**Exercise brief**
Copy out every one of the entries below word for word, without changing anything.

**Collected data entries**
---------------
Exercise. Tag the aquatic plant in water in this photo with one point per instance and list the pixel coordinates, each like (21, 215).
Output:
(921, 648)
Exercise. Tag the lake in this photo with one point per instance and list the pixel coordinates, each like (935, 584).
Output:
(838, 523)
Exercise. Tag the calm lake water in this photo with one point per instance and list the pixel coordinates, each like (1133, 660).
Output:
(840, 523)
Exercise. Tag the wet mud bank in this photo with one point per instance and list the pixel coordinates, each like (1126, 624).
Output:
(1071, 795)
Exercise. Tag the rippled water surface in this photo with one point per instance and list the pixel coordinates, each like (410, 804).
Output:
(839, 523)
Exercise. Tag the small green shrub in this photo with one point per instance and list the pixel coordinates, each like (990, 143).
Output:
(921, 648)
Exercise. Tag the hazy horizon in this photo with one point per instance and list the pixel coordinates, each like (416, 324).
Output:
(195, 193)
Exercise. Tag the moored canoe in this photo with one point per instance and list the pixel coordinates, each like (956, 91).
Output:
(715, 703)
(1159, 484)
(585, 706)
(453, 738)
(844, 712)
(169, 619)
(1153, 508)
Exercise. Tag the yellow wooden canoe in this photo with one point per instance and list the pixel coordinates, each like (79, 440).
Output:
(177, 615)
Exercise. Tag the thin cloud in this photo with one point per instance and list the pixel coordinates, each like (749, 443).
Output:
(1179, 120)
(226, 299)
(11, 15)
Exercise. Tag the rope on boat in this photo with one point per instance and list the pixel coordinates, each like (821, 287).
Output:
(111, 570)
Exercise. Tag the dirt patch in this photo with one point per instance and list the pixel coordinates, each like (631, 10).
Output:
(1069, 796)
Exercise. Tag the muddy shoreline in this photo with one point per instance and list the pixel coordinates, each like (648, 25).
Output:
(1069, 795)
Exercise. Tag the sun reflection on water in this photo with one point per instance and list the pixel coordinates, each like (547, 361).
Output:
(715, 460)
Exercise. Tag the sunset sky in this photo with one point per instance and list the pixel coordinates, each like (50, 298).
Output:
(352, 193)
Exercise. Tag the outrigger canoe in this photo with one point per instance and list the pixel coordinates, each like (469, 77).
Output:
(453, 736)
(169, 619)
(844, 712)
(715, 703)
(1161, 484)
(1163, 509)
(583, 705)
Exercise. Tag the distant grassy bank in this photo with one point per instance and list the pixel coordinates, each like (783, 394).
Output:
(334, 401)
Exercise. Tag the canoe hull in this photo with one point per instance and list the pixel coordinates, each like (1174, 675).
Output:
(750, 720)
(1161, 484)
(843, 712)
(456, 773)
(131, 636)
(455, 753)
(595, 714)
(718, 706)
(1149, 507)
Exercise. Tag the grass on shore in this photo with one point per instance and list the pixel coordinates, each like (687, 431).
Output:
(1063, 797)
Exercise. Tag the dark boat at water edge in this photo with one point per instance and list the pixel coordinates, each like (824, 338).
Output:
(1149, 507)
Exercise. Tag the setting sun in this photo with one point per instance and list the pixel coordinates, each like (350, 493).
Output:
---------------
**Task answer**
Exercise. Tag the aquatic plant in water in this photo with one point per instance and list the pixel coordinates, each like (21, 215).
Output:
(921, 648)
Exercise. Tag the lake in this photo with one point per instance and list the pixel coordinates, each like (935, 584).
Output:
(838, 523)
Exercise. Tag the calm lake water in this photo with one point per instance and list the pixel coordinates, each like (1133, 660).
Output:
(840, 523)
Exercise. Tag the wet mud bank in this photo with one point per instance and list the pixel coordinates, each like (1126, 624).
Output:
(1071, 795)
Exercise. Tag the rippled water surface in this photo with one point per instance and list the pixel coordinates, each like (410, 804).
Output:
(839, 523)
Exercise. Tag the small green shrub in this photo with one point per instance and list the pixel coordinates, each like (990, 143).
Output:
(921, 648)
Exercise. Tag the hazy horizon in this photo with one point per instance and list the pixel coordinates, each like (416, 324).
Output:
(195, 193)
Exercise. Tag the moored canoe in this photo with one point per instance and list the pixel coordinates, each like (956, 91).
Output:
(715, 703)
(1159, 484)
(585, 706)
(453, 738)
(844, 712)
(169, 619)
(1153, 508)
Exercise. Tag the yellow wooden canoe in this photo with one point per instance and list the pixel coordinates, each like (79, 440).
Output:
(177, 615)
Exercise. Tag the thin cloud in this photo with one point per instance and list the pixel coordinates, each like (749, 443).
Output:
(1179, 120)
(226, 299)
(11, 15)
Exercise. Tag the rope on boat in this photo with one point per instance and list the pixel coordinates, each like (821, 287).
Output:
(111, 570)
Exercise. Tag the dirt patch in this photo with one point per instance and list the pixel coordinates, each like (631, 10).
Output:
(1069, 796)
Exercise. Tag the muddy shoreline in this photo with one point per instance and list the pixel coordinates, each like (648, 25).
Output:
(1069, 795)
Exercise. Tag the sun reflection on water in this photo with one point per instance and list the pixel coordinates, each like (547, 361).
Output:
(715, 460)
Exercise. Tag the sunset sky in this photo with one point per instance and list the pixel coordinates, each like (50, 298).
Output:
(352, 193)
Exercise. Tag the outrigger canoe in this photo with one point per instance and list the pixel coordinates, each like (469, 77).
Output:
(453, 736)
(169, 619)
(844, 712)
(715, 703)
(1161, 484)
(1163, 509)
(583, 705)
Exercise. Tag the distant grassy bank in this photo with one point per instance and list the pixel coordinates, each like (783, 394).
Output:
(334, 401)
Exercise. Tag the canoe hull in this photo with one point per instance and list the pixel coordinates, each like (1174, 675).
Output:
(750, 720)
(1161, 484)
(843, 712)
(456, 773)
(131, 636)
(455, 753)
(595, 714)
(718, 706)
(1149, 507)
Exercise. Tag the grass on shore in this photo with one point per instance and list the pixel coordinates, each like (687, 431).
Output:
(1063, 797)
Exercise. Tag the dark boat at water edge in this photo with one point per instance and list the pixel coordinates, each like (824, 338).
Output:
(1149, 507)
Exercise. Tag the setting sun in this photo with one point per instance and list the pixel coordinates, each like (350, 493).
Output:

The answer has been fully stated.